=== PROBLEM STATEMENT ===
Read through the records. Copy each line that has the word "green".

╭─ MATERIAL SHOWN

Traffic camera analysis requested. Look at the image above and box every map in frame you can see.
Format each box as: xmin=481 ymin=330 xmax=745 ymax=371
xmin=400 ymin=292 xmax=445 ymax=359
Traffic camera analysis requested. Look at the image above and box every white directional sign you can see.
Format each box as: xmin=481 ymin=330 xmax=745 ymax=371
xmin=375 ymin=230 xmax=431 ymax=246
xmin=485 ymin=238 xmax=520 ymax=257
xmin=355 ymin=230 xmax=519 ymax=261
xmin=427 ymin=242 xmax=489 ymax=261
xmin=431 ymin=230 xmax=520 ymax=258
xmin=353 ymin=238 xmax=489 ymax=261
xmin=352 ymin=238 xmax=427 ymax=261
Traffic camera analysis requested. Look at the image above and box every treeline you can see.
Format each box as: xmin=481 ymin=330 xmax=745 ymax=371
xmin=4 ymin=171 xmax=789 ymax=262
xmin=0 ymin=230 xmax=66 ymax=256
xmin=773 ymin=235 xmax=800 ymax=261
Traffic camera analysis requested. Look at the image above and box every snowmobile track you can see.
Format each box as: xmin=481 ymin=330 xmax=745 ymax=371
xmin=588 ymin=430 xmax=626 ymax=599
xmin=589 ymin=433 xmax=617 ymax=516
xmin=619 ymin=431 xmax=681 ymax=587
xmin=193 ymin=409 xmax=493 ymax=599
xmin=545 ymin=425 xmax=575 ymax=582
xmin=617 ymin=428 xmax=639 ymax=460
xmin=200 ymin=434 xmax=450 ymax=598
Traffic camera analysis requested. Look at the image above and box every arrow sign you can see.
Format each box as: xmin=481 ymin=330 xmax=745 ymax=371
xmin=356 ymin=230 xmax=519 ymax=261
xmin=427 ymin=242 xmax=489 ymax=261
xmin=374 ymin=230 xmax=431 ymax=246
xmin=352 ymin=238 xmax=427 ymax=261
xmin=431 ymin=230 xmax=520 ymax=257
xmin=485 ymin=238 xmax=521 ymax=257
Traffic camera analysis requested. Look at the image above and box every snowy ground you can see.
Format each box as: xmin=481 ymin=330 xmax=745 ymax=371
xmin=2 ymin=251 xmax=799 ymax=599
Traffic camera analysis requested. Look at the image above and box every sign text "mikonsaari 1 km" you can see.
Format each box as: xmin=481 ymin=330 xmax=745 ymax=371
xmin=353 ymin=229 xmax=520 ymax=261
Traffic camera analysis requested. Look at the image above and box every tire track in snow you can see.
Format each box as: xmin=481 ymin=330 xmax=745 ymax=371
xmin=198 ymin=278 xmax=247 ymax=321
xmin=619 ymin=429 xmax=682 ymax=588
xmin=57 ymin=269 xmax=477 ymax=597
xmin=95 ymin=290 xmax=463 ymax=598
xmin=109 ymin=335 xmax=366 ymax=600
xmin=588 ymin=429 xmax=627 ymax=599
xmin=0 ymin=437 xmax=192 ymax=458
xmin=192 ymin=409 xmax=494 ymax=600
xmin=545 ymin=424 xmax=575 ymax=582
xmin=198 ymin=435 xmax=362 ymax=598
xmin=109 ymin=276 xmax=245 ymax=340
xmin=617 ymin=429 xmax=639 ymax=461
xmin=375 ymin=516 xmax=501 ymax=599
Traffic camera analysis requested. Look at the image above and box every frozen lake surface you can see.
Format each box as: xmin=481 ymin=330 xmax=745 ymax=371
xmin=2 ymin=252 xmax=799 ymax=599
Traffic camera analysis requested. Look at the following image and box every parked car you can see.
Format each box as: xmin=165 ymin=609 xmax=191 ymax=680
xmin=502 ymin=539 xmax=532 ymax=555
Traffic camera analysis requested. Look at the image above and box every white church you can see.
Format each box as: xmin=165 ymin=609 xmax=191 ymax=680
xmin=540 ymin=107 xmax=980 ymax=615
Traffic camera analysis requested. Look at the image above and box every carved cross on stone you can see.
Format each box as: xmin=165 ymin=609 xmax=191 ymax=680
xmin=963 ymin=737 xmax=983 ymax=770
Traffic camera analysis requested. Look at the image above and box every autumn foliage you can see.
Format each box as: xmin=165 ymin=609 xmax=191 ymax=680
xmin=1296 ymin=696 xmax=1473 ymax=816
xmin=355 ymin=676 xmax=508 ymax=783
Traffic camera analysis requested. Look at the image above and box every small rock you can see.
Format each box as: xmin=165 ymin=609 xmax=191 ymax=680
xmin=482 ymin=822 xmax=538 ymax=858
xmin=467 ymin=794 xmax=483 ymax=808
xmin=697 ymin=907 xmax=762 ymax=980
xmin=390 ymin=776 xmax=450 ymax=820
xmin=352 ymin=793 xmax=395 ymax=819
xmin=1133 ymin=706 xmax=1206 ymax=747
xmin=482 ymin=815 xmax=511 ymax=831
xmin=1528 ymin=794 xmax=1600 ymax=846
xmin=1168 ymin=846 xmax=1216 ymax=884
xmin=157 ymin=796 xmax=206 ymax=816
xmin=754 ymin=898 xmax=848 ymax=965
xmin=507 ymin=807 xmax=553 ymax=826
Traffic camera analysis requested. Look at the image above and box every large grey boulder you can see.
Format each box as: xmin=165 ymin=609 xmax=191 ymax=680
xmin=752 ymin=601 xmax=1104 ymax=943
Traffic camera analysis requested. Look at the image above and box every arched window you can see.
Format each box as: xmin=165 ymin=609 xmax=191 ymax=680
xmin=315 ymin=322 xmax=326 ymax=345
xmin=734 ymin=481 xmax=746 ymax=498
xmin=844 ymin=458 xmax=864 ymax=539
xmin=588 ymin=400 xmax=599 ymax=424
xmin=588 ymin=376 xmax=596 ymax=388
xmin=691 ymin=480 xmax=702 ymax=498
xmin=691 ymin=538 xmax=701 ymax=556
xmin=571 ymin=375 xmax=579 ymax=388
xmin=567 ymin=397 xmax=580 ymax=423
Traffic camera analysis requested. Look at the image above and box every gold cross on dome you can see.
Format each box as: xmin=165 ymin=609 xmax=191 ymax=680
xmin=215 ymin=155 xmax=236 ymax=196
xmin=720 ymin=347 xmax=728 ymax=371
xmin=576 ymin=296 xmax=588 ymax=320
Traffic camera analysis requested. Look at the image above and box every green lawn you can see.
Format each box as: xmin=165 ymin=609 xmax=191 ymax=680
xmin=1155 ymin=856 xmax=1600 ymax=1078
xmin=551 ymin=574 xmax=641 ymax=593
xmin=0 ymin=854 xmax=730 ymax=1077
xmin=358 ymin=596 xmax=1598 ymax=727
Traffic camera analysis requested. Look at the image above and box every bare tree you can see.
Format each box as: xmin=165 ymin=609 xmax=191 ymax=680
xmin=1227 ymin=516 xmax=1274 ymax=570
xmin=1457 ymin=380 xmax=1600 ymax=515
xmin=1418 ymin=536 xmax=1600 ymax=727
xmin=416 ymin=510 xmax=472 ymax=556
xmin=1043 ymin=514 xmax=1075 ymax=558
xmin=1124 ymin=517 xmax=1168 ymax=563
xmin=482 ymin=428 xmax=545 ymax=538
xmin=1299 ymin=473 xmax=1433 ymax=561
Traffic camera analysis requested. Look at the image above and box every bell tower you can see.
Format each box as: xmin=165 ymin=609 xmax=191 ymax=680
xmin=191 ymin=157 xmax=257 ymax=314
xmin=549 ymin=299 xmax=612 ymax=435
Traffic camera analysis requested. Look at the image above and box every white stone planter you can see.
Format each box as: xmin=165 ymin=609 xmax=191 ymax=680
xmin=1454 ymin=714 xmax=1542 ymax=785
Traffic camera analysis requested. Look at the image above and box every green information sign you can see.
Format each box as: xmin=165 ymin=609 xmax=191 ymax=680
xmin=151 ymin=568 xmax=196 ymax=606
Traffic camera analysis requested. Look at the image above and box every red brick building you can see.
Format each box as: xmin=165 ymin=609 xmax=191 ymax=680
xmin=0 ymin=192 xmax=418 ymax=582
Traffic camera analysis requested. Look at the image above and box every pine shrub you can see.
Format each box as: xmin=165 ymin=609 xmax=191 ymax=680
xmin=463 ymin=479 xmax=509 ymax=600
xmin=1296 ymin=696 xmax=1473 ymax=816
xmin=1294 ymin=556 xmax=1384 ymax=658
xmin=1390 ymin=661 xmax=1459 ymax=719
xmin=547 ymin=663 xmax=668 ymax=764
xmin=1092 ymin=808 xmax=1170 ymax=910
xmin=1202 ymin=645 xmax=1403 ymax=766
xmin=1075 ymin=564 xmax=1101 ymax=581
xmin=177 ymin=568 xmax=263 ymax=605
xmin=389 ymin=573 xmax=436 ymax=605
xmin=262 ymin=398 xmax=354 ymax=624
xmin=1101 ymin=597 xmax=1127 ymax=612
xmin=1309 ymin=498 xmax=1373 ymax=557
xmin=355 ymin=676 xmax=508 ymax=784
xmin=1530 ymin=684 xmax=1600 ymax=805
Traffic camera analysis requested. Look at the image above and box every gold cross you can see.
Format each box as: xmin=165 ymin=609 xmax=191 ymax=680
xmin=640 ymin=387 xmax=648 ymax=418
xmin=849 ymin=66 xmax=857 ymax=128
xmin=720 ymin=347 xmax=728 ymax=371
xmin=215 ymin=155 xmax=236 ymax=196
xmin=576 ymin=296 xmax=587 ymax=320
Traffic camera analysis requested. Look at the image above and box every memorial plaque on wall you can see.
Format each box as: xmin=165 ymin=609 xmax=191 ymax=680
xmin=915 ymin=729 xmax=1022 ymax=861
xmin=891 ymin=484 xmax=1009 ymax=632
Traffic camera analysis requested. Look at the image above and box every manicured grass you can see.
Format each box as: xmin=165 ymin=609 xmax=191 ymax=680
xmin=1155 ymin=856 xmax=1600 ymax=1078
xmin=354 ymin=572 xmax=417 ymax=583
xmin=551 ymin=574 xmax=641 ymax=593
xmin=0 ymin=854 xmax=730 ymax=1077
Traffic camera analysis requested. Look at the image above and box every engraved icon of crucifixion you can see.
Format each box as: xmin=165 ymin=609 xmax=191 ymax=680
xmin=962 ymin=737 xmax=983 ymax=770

╰─

=== EXERCISE RESULT ===
Traffic camera analysis requested. Look at the image above and box every green lawn you can see.
Traffic camera analysis requested. Look at the image above and box every green information sign you can see.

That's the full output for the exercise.